Data for analysis:

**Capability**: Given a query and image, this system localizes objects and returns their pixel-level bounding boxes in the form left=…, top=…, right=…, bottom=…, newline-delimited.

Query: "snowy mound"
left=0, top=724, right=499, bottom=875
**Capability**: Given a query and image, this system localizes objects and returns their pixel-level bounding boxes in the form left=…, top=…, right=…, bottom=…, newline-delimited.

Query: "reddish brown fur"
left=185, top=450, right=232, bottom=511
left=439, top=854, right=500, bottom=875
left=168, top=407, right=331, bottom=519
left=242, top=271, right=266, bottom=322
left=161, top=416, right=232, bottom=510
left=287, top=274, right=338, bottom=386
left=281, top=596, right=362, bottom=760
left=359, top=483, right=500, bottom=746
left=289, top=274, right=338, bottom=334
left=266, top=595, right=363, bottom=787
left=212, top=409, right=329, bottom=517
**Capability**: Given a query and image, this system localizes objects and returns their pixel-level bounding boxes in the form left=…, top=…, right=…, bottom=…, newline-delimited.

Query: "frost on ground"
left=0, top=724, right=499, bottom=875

Work to complete: Every entry above should be retyped exactly as it appears.

Completed exercise:
**Capability**: Given a query and image, this system localizes objects and returns their pixel-level bounding boxes in the form left=…, top=…, right=…, bottom=…, newline-delimited.

Query: "snowy mound"
left=0, top=724, right=499, bottom=875
**Capability**: Given a query and image, this system localizes objects and returns their pixel-level bounding boxes in the form left=…, top=…, right=…, bottom=…, newline-delimited.

Query: "reddish brown fur"
left=185, top=450, right=232, bottom=511
left=439, top=854, right=500, bottom=875
left=168, top=407, right=331, bottom=519
left=242, top=271, right=266, bottom=322
left=161, top=416, right=232, bottom=510
left=287, top=274, right=338, bottom=386
left=281, top=596, right=362, bottom=760
left=359, top=483, right=500, bottom=746
left=289, top=274, right=338, bottom=334
left=266, top=595, right=363, bottom=787
left=212, top=409, right=329, bottom=517
**Capability**: Given a query and image, this system localizes objects and returns their pixel-level bounding boxes in the form left=…, top=…, right=…, bottom=…, newline-delimited.

Query: "frost on ground"
left=0, top=724, right=499, bottom=875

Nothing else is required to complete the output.